SELECTED TEXT ▸
-- Start --

Tuesday, May 20, 2014

Pitch Values for Starting Pitchers - March/April 2014

Introduction

The baseball pitcher is one of the few positions in all of team sports where a supreme talent can pretty much individually win a team a game.  A great hitter can be pitched around or not pitched to at all.  A quarterback is only as successful as his offensive line and defense allow him to be.  A great scorer in basketball can be double-, triple-, or quadruple-teamed (e.g. the Stephen Curry defense in the 2009 NCAA Tournament) as necessary.  Pitching is the only team sports endeavor where someone can complete a perfect game.  The term doesn't even exist in other team sports.  You can roll a perfect game at the bowling alley.  You can play a Golden Set in tennis, but you can't score a perfect game in basketball.  Even if you hit every shot you take, you could have always taken one more.  The closest thing in other team sports to the influence a dominant pitcher has is a goalie in hockey, but a goalie can only post a shutout.  Pitchers can post shutouts and not be perfect.  I imagine the same is true for goalies.  It is this unique aspect of pitching that makes it the most interesting position in all of sports to me.

For a few years, I've attempted multiple times to come up with a new way of determining the value a pitcher provides.  Even further than that, I've searched for a way to evaluate individual pitches in a pitcher's repertoire.  FanGraphs provides linear weight values for pitch types, and they can be useful in determining the quality of a pitch.  The problem exists in understanding the numbers.  Sure, we know that, in the linear weight analysis of pitches, the greater value is the better pitch.  What exactly does a pitch being 15 runs above average really mean though?  One of the major tenets of sabermetric pitching analysis is that runs allowed in strongly influenced by the defense, and thus out of a pitcher's control.  Why are we discussing pitch values as run values then?  The currency of baseball is the win.  When we talk about Mike Trout being a 10 win player or Clayton Kershaw being a six win pitcher, its not hard to explain to someone what that means.  Shouldn't we then talk about pitch values in terms of wins as well?

Methodology

The first step in determining the win value for a pitcher per FanGraphs WAR methodology is to determine the pitcher's FIP.  For reference, here's the formula for FIP.

FIP = ((13*HR)+(3*(BB+HBP))-(2*K))/IP+constant

In the formula, the constant is used to bring the value equivalent to league average ERA.  For the purposes of WAR, an adjustment is made to convert league average ERA into league average RA.  The constant used in this scenario will therefore adjust each pitcher's FIP to league RA.  No adjustment will be made for individual leagues.  With that said, we must determine each of the six variables.

-- End --

DATA EXCERPT ▸
-- Start --

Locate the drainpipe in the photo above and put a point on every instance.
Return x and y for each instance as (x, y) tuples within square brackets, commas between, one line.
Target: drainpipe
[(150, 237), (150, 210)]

-- End --

DIRECTIONS ▸ Copy the pitch values text from the words "The first step" through "the six variables.", substituting "offset" for each occurrence of "constant".

REPLY TO THE EXERCISE ▸
The first step in determining the win value for a pitcher per FanGraphs WAR methodology is to determine the pitcher's FIP.  For reference, here's the formula for FIP.

FIP = ((13*HR)+(3*(BB+HBP))-(2*K))/IP+offset

In the formula, the offset is used to bring the value equivalent to league average ERA.  For the purposes of WAR, an adjustment is made to convert league average ERA into league average RA.  The offset used in this scenario will therefore adjust each pitcher's FIP to league RA.  No adjustment will be made for individual leagues.  With that said, we must determine each of the six variables.